(Given entries)

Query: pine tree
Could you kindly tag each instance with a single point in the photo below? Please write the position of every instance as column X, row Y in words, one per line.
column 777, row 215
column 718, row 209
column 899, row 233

(End Given entries)
(Given entries)

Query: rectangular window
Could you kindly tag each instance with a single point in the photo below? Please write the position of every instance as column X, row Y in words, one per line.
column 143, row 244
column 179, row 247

(End Given entries)

» How to complete this task
Where a line in the listing above includes the string "Query", copy that line.

» Exercise solution
Query: pine tree
Query: rectangular window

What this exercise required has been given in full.